* _WHAT TO WORK ON_
Repeat exactly, and only, the lines of the entries below from the one with "pixel 267 300" through the one with "pixel 49 352", both ends included.

* _EXERCISE DATA_
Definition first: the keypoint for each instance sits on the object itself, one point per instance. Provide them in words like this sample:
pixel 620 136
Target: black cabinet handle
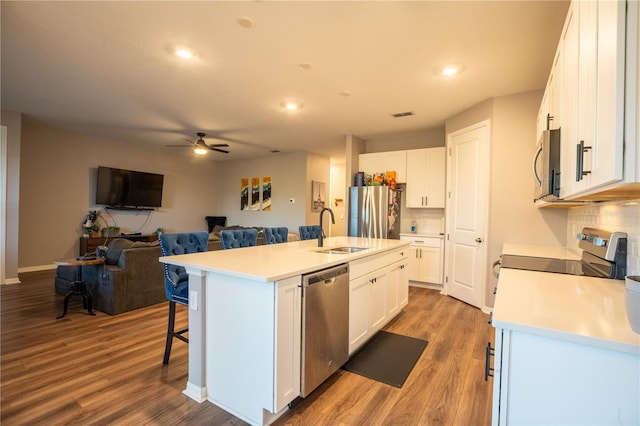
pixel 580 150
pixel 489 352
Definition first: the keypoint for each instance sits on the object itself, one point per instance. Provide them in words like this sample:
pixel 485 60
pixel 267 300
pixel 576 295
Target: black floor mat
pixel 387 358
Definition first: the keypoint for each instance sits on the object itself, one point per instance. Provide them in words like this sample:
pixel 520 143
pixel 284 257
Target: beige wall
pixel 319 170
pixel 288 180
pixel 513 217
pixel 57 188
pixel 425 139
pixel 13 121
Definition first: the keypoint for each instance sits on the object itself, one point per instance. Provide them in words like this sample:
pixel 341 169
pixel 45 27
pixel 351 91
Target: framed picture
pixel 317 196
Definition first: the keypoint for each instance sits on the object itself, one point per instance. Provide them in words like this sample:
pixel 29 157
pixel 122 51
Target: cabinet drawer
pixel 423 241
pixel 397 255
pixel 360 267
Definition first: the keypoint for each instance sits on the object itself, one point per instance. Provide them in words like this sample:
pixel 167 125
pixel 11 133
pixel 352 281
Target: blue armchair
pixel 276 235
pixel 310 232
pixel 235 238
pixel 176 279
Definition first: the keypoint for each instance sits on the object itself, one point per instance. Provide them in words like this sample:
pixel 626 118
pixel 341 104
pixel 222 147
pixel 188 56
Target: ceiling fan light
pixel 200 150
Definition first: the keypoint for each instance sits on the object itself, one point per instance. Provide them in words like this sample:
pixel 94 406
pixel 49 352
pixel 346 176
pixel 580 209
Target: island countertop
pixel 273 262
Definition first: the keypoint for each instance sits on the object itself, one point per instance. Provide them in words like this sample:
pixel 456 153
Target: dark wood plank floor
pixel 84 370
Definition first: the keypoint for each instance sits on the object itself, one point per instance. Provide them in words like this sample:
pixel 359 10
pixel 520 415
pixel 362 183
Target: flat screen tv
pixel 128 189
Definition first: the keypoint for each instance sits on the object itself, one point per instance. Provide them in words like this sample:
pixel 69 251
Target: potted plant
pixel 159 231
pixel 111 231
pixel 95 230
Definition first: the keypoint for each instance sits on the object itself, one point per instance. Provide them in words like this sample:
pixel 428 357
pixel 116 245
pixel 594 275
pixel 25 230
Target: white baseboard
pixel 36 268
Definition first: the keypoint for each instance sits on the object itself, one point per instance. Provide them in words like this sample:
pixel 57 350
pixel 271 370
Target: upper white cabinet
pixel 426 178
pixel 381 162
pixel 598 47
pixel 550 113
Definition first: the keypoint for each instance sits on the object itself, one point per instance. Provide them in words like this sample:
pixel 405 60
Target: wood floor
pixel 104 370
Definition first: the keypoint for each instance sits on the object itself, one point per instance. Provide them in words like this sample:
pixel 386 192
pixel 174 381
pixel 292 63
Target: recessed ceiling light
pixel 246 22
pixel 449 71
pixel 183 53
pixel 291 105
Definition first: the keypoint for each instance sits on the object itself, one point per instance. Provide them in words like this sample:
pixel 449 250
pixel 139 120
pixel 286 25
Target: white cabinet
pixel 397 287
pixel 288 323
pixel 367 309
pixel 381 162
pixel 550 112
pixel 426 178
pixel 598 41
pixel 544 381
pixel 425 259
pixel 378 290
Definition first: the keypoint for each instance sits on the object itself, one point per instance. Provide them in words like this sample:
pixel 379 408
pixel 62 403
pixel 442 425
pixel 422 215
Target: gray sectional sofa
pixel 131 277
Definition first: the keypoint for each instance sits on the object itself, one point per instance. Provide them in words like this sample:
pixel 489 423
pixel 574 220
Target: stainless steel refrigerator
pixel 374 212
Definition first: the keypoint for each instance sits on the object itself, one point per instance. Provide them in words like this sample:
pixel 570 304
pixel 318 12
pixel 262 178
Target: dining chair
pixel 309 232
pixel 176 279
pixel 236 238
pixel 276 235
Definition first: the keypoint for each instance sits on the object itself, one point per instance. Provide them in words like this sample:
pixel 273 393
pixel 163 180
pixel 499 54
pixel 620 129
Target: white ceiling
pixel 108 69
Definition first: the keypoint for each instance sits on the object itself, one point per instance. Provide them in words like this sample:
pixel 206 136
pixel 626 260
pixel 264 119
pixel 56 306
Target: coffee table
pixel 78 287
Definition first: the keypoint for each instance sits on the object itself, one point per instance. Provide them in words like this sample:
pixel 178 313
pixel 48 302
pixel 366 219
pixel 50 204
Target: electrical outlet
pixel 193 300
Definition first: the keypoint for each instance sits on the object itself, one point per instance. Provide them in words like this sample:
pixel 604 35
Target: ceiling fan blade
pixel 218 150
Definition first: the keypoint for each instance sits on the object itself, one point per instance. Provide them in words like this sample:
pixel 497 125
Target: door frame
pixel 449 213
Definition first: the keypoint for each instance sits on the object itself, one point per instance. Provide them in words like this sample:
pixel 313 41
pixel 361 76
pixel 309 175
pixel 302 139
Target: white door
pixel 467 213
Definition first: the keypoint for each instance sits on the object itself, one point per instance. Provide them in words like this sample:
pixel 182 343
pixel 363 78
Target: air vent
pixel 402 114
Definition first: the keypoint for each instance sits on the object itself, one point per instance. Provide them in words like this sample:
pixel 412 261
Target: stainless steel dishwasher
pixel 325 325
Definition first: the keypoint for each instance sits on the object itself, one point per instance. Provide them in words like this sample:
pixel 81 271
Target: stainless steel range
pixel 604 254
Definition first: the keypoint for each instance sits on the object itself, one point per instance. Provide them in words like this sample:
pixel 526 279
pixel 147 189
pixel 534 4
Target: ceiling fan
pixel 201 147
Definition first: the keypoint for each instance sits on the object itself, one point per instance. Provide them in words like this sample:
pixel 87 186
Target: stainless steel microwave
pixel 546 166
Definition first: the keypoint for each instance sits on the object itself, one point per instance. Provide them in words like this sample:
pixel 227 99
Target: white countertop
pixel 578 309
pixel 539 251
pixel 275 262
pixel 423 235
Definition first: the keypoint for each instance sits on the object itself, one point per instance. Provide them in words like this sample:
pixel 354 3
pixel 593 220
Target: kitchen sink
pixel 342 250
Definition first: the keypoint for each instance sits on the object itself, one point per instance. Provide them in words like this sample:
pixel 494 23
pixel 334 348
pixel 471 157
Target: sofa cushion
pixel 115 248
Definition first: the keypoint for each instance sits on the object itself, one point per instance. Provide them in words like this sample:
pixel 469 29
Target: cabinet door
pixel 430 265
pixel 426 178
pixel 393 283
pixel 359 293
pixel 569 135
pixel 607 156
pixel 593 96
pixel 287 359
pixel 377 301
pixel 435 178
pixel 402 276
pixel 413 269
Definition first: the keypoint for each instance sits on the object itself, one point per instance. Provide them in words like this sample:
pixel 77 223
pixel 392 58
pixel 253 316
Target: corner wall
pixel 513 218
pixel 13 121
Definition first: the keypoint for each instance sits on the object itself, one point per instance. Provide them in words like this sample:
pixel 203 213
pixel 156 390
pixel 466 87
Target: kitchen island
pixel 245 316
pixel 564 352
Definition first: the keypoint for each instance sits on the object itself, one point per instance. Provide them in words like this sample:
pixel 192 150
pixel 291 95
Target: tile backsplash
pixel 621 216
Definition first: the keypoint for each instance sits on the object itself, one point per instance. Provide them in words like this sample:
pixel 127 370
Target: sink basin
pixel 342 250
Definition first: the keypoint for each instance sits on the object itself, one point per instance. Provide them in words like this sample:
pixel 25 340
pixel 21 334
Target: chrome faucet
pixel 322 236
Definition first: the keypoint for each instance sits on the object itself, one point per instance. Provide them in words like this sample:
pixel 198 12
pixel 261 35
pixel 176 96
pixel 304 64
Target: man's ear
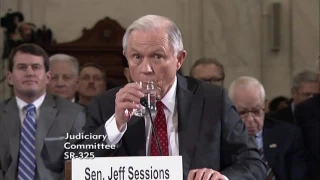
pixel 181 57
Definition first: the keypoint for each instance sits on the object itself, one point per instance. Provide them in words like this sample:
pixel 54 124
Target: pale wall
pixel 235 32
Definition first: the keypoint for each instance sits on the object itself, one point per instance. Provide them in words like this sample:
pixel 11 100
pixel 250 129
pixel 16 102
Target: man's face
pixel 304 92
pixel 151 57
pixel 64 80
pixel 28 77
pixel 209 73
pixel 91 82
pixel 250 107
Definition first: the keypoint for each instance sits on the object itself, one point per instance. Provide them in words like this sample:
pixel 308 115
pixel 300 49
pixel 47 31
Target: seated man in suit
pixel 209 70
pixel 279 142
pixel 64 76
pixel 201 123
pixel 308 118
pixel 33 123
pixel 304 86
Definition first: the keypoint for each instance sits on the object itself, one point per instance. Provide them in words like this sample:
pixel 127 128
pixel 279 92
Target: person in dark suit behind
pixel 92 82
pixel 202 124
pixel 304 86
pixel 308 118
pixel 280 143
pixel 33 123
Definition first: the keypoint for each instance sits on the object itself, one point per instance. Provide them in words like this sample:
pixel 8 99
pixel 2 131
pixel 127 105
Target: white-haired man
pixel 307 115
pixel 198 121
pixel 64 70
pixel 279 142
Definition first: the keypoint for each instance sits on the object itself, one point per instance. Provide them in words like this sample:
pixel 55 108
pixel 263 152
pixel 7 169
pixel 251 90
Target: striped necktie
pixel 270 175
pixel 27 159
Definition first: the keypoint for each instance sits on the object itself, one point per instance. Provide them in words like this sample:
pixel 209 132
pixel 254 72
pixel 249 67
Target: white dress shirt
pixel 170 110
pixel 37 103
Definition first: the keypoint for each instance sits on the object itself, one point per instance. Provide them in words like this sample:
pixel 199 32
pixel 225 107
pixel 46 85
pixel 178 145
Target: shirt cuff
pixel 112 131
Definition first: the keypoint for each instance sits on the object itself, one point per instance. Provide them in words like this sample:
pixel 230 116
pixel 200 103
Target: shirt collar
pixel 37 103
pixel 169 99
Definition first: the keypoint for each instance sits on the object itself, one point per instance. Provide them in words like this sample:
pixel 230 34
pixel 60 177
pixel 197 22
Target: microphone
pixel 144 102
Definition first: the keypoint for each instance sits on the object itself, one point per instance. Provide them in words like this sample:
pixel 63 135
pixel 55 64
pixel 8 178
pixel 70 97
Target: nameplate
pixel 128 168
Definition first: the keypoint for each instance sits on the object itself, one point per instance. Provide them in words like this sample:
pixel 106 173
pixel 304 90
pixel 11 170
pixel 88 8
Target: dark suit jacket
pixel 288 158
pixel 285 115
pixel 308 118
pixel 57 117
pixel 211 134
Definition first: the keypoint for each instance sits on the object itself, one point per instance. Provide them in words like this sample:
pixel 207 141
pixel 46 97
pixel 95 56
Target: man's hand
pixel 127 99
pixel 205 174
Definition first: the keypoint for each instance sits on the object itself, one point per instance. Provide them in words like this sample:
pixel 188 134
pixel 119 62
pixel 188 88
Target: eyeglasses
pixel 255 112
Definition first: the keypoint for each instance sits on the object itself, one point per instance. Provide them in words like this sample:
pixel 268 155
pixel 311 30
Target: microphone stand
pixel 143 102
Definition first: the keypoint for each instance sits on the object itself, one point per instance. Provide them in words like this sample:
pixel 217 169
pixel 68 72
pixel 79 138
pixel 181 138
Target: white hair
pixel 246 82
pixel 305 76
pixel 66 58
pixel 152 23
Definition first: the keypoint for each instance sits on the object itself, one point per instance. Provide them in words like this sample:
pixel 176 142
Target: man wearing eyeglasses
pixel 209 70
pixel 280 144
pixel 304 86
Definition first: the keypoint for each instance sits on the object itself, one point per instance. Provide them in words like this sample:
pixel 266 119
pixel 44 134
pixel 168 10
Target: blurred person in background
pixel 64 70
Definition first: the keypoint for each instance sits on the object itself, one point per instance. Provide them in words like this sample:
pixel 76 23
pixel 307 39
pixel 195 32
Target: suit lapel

* _TASK RESPONSE_
pixel 267 300
pixel 576 295
Target: black floor mat
pixel 387 358
Definition first: the keypoint for each instance sits on the object itself, one point per instance. Provide them in words like this sample:
pixel 520 143
pixel 284 257
Target: beige wall
pixel 319 170
pixel 288 180
pixel 513 217
pixel 57 188
pixel 425 139
pixel 13 121
Definition first: the keypoint for each instance sits on the object itself, one point per instance. Provide them in words like this sample:
pixel 341 169
pixel 45 27
pixel 351 91
Target: framed picture
pixel 317 196
Definition first: the keypoint for each instance sits on the object itself, one point per instance. Provide them in words like this sample:
pixel 29 157
pixel 122 51
Target: cabinet drawer
pixel 423 241
pixel 397 255
pixel 360 267
Definition first: the keypoint for each instance sits on the object itself, one point per instance. Provide them in words like this sample:
pixel 167 125
pixel 11 133
pixel 352 281
Target: blue armchair
pixel 276 235
pixel 310 232
pixel 235 238
pixel 176 279
Definition first: the keypoint for each instance sits on the object itself, one point per instance. Provide them in words like this sample:
pixel 626 118
pixel 341 104
pixel 222 147
pixel 188 56
Target: ceiling fan light
pixel 200 150
Definition first: the keypoint for each instance sits on the object itself, one point per instance. Provide them in words like this sample:
pixel 94 406
pixel 49 352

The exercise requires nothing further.